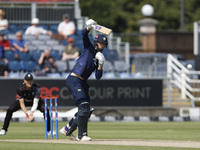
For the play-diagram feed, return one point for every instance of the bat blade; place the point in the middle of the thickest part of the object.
(102, 29)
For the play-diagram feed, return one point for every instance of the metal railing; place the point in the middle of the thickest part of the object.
(184, 79)
(48, 13)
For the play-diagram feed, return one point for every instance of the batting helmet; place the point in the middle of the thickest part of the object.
(101, 38)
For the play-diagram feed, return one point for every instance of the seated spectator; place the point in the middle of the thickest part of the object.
(66, 27)
(5, 44)
(35, 30)
(3, 69)
(70, 52)
(19, 44)
(47, 62)
(3, 22)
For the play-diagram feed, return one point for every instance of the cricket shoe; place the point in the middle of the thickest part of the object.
(3, 132)
(84, 138)
(49, 133)
(64, 132)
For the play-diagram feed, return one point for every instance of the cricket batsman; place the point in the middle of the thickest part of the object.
(91, 60)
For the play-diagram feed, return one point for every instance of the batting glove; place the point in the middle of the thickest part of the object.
(90, 22)
(100, 58)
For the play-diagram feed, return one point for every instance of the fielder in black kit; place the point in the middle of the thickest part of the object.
(28, 95)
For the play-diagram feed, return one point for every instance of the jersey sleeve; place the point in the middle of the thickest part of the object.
(86, 41)
(37, 92)
(19, 93)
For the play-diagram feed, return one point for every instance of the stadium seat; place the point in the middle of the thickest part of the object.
(61, 66)
(55, 55)
(54, 28)
(10, 55)
(59, 48)
(52, 42)
(14, 65)
(36, 54)
(44, 37)
(108, 67)
(13, 74)
(111, 55)
(43, 47)
(43, 26)
(64, 42)
(37, 42)
(13, 28)
(11, 36)
(24, 27)
(30, 66)
(28, 37)
(24, 56)
(53, 75)
(71, 64)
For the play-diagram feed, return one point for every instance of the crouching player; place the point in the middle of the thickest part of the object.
(91, 59)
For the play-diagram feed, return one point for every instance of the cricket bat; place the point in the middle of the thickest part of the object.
(102, 29)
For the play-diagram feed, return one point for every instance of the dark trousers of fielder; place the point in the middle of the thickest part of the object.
(15, 106)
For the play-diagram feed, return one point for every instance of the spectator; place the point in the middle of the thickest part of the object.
(5, 44)
(66, 28)
(3, 69)
(47, 62)
(19, 44)
(35, 30)
(3, 22)
(70, 52)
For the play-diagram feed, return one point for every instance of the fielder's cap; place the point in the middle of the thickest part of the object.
(101, 38)
(28, 76)
(2, 12)
(35, 21)
(65, 16)
(70, 40)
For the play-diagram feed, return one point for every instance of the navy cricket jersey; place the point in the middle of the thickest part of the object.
(87, 62)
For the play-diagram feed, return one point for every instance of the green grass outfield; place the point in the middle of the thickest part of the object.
(134, 131)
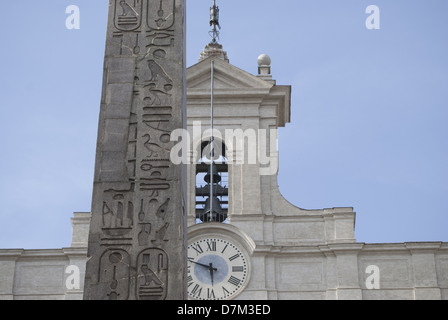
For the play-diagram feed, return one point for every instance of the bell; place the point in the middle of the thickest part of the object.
(215, 214)
(216, 176)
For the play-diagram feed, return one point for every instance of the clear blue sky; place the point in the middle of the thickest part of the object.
(369, 109)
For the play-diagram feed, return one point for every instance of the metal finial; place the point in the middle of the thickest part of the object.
(214, 22)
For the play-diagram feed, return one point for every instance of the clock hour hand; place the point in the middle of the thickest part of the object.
(211, 271)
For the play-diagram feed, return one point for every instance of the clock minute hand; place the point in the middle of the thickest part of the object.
(211, 271)
(204, 265)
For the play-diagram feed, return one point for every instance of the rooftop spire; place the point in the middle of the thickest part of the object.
(214, 22)
(214, 49)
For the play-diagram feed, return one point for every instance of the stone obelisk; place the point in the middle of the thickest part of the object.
(137, 241)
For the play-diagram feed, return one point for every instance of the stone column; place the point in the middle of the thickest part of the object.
(137, 239)
(424, 270)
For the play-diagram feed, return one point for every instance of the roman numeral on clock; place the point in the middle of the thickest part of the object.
(234, 281)
(238, 269)
(234, 257)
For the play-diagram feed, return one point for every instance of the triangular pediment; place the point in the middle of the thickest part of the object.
(226, 76)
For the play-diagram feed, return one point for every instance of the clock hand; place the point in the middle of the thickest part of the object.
(211, 271)
(203, 265)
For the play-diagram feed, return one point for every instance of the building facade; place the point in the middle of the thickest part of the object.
(263, 247)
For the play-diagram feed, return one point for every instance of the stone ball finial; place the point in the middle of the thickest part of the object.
(264, 60)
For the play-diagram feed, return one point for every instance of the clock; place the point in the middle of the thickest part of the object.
(218, 268)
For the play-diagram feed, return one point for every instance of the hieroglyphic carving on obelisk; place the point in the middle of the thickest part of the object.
(138, 231)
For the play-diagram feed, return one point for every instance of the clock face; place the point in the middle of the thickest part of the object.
(217, 269)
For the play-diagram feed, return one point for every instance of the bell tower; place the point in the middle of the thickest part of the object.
(233, 196)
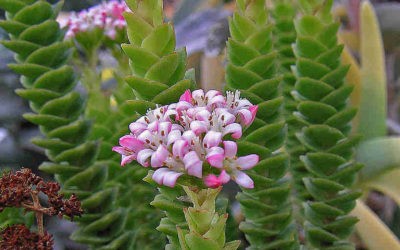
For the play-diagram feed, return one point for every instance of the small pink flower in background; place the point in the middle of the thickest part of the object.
(189, 138)
(106, 16)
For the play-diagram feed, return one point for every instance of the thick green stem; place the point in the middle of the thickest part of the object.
(206, 227)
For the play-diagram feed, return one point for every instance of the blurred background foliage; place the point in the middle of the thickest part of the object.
(202, 26)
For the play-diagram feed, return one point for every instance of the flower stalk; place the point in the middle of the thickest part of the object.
(206, 226)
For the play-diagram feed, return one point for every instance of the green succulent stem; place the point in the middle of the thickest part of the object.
(206, 227)
(158, 78)
(253, 69)
(78, 135)
(321, 95)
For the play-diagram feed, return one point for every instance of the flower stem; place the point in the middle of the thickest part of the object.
(38, 212)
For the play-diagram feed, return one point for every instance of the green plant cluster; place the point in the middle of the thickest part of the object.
(158, 77)
(252, 69)
(291, 70)
(322, 94)
(115, 200)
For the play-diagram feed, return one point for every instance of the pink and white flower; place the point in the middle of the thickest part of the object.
(189, 138)
(106, 16)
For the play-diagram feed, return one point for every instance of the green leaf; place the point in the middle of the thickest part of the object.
(373, 103)
(12, 6)
(35, 13)
(387, 183)
(43, 34)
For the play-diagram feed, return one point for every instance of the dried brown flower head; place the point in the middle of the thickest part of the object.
(18, 237)
(21, 189)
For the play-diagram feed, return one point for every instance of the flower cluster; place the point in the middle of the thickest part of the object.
(195, 137)
(106, 16)
(20, 237)
(21, 189)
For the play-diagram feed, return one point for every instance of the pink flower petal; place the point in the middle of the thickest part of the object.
(166, 177)
(202, 115)
(121, 150)
(170, 178)
(131, 143)
(225, 117)
(212, 181)
(234, 129)
(159, 174)
(181, 106)
(127, 159)
(243, 103)
(247, 162)
(146, 137)
(187, 96)
(224, 177)
(198, 127)
(137, 127)
(198, 94)
(212, 139)
(253, 110)
(189, 135)
(173, 136)
(180, 148)
(143, 156)
(159, 156)
(193, 165)
(212, 93)
(216, 157)
(245, 116)
(164, 128)
(230, 149)
(243, 179)
(216, 101)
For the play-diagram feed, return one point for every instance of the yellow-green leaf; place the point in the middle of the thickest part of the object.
(374, 233)
(372, 110)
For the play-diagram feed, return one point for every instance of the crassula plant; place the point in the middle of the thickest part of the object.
(188, 138)
(280, 129)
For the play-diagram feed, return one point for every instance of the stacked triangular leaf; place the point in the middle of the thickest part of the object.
(252, 69)
(114, 199)
(321, 96)
(158, 78)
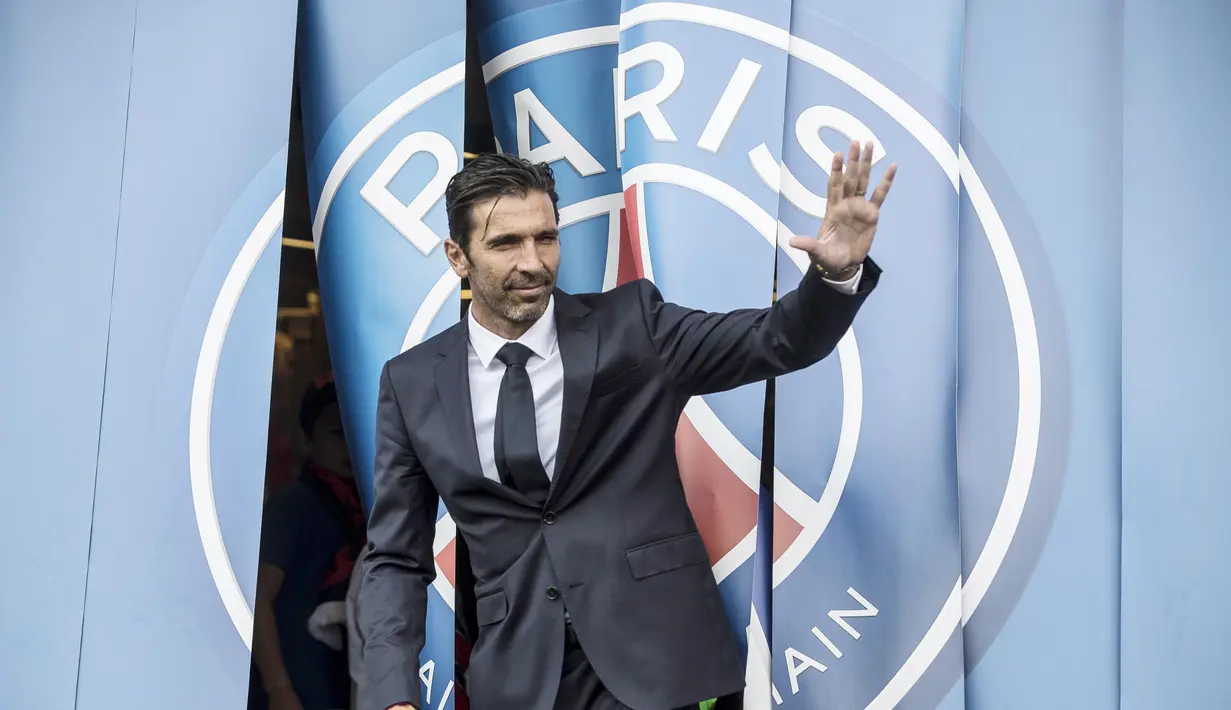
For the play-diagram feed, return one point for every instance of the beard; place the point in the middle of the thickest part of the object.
(504, 300)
========
Your task is to reproduce all of the material exactly. The pictures stay out.

[EXERCISE ANSWER]:
For the play-diagram feed, return one point for every instance of the bat blade; place the point in the middle of the thickest part of the object.
(102, 29)
For the play-diagram feed, return one point for every instance of the metal railing; place the point in the middle of the thickest part of the object.
(184, 79)
(48, 13)
For the play-diagram feed, return one point for every instance of the batting helmet; place the point in the middle of the thickest part of the object.
(101, 38)
For the play-diagram feed, return one point for every instance of the seated spectator; place the point in the middle of the thickest part of the object.
(66, 27)
(5, 44)
(35, 30)
(3, 69)
(70, 52)
(19, 44)
(47, 62)
(3, 22)
For the play-diagram feed, return one point for every instance of the cricket shoe; place the point in the middle of the thickest part of the object.
(3, 132)
(84, 138)
(49, 133)
(64, 132)
For the play-diagram feed, return one point for every instance of the cricket batsman; place the point in the middle of the thickest part of the object.
(91, 60)
For the play-diagram feed, return one point for every instance of the batting glove; place the point in the middle of the thickest part of the object.
(90, 22)
(100, 58)
For the play-diagram feed, return one point for every instance of the fielder in black kit; place the point in the middle of the thickest part of the object.
(28, 95)
For the play-diagram feed, return one point for every instance of the jersey sleeve; place the point in the middle of the thickest part of the object.
(86, 41)
(37, 92)
(19, 93)
For the play-diagram feed, return one point for every instance of the stadium seat; place the point in the middle of the thickest part of the object.
(61, 66)
(55, 55)
(54, 28)
(10, 55)
(59, 48)
(52, 42)
(14, 65)
(36, 54)
(44, 37)
(108, 67)
(13, 74)
(111, 55)
(43, 47)
(43, 26)
(64, 42)
(37, 42)
(13, 28)
(11, 36)
(24, 27)
(30, 66)
(28, 37)
(24, 56)
(53, 75)
(71, 64)
For the play-diagram feed, return one point for every instance of the crouching player; place the point in the middle of the thickest part of the object.
(91, 59)
For the play-diagram feed, return one point for every instance of the cricket bat; place the point in the middle of the thickest part of the object.
(102, 29)
For the play-diagram feed, return one point for every instance of the dark trousers of fielder; place the point in the middle of the thickest part of the object.
(15, 106)
For the play-diagram feed, return one point for every instance of the spectator; place the point in the middle of the thickest part of the object.
(5, 44)
(66, 28)
(3, 69)
(47, 62)
(19, 44)
(35, 30)
(3, 22)
(70, 52)
For the play-diagram feed, return one point for every instance of the fielder's cap; place the point in the middle of the thickest part of the object.
(101, 38)
(28, 76)
(2, 12)
(35, 21)
(65, 16)
(70, 40)
For the play-diagram feed, return one point for every instance of the navy cricket jersey; place the point in the middle of the thickest part of the object.
(87, 62)
For the play-diagram feed, return one point for every instance of the green grass outfield; place the point in the middle of the thickest part of the object.
(134, 131)
For the play-diagram feed, return one point for every instance of the bell; place the point in the middle of the thickest part of the object.
(215, 214)
(216, 176)
For the play-diagram feed, return one point for every instance of the clear blue sky; place the point in the middle of the thickest part of the object.
(369, 109)
For the play-diagram feed, return one point for every instance of the metal finial; place the point in the middle of the thickest part of the object.
(214, 22)
For the play-diagram feed, return one point for every instance of the clock hour hand; place the point in the middle of the thickest part of the object.
(211, 271)
For the play-diagram feed, return one point for every instance of the clock minute hand; place the point in the middle of the thickest part of the object.
(211, 271)
(204, 265)
For the play-diagram feed, return one point for every instance of the rooftop spire; place the point in the middle of the thickest part of the object.
(214, 22)
(214, 49)
For the play-diagram feed, return one point for every instance of the stone obelisk; place the point in the middle of the thickest part of the object.
(137, 241)
For the play-diagram feed, return one point for every instance of the stone column; place the point in the middle of the thickest part of the object.
(137, 239)
(424, 270)
For the play-diagram feed, return one point for every instance of the roman numeral on clock; place the point in the middle of the thickest part of the object.
(234, 281)
(238, 269)
(234, 257)
For the play-diagram feed, return one point for every instance of the triangular pediment; place the point in the middle of the thickest part of the object.
(226, 76)
For the play-diagram feed, return one point for every instance of the clock hand; place the point in the middle of the thickest part of the object.
(211, 271)
(203, 265)
For the play-diagram feed, return one point for every instance of the building facade; place the point in the middle of the thickest part of the object.
(263, 247)
For the play-diagram feed, return one point for every instance of the stone ball finial; place the point in the middle of the thickest part of the object.
(264, 60)
For the play-diagram feed, return one point for every instance of the clock; place the point in the middle of the thickest part of the object.
(218, 268)
For the play-diagram feed, return one point for every instance of the hieroglyphic carving on obelisk; place the point in the middle of the thickest part of the object.
(138, 231)
For the play-diagram feed, return one point for every instance of the clock face; place the point in the middle of the thickest part of the object.
(217, 269)
For the play-diagram feed, return one point for every instance of the bell tower; place the point in the middle of the thickest part of the object.
(233, 196)
For the play-diagram feed, return one point for every instance of the small pink flower in background; place the point in the middle of the thickest part of the object.
(189, 138)
(106, 16)
For the play-diagram feed, return one point for every instance of the thick green stem; place the point in the middle of the thickest part of the object.
(206, 227)
For the play-diagram feed, return one point for every instance of the blurred background foliage; place the point in the middle of the thickest part of the object.
(202, 26)
For the play-diagram feed, return one point for every instance of the flower stalk; place the point in the middle of the thickest part of the object.
(206, 226)
For the play-diagram feed, return one point for every instance of the green succulent stem; place the point in the middle of the thickest part of the object.
(206, 227)
(158, 78)
(253, 69)
(78, 135)
(321, 95)
For the play-diagram feed, return one point for every instance of the flower stem; place the point in the middle of the thickest part of the object.
(38, 212)
For the play-diagram feed, return one point for every instance of the green plant cluster; place the point in the middle of the thickest part of the object.
(158, 77)
(252, 69)
(291, 70)
(322, 94)
(115, 200)
For the play-diagram feed, return one point for every instance of the pink and white flower; place the point in the middle of the thickest part of the object.
(189, 138)
(106, 16)
For the play-diagram feed, return one point for every instance of the green leaf; place the point in the middle of the thickest part of the object.
(373, 103)
(12, 6)
(35, 13)
(387, 183)
(43, 34)
For the play-diagram feed, return one point for every instance of the dried brown flower head; place the point in the middle of the thickest part of the object.
(18, 237)
(21, 189)
For the play-diagram feed, return one point for every instance of the flower cluster; place the point in the middle of the thickest part of the object.
(195, 137)
(106, 16)
(20, 237)
(21, 189)
For the play-diagram feed, return one point for every instance of the pink flower petal; place the point in the middle of the thickest part of the object.
(166, 177)
(202, 115)
(121, 150)
(170, 178)
(131, 143)
(225, 117)
(212, 181)
(234, 129)
(159, 174)
(181, 106)
(127, 159)
(243, 103)
(247, 162)
(146, 137)
(187, 96)
(224, 177)
(198, 127)
(137, 127)
(198, 94)
(212, 139)
(253, 110)
(189, 135)
(173, 136)
(180, 148)
(143, 156)
(159, 156)
(193, 165)
(212, 93)
(216, 157)
(245, 116)
(164, 128)
(230, 149)
(243, 179)
(216, 101)
For the play-diagram feed, return one point for every instance of the yellow-green leaf; place the point in the middle of the thickest part of the object.
(374, 233)
(372, 110)
For the play-diagram feed, return one point for every instance of the crassula plant; place the point in the middle of the thickest part of the object.
(188, 138)
(280, 129)
For the play-diagram feed, return one point for every instance of the stacked triangular leaf; place the point in the middle of the thickest part of the object.
(252, 69)
(114, 199)
(321, 96)
(158, 78)
For the play-diagram feed, return one point for every instance of the beard; place the point in the middle of the thickest part of the object.
(504, 300)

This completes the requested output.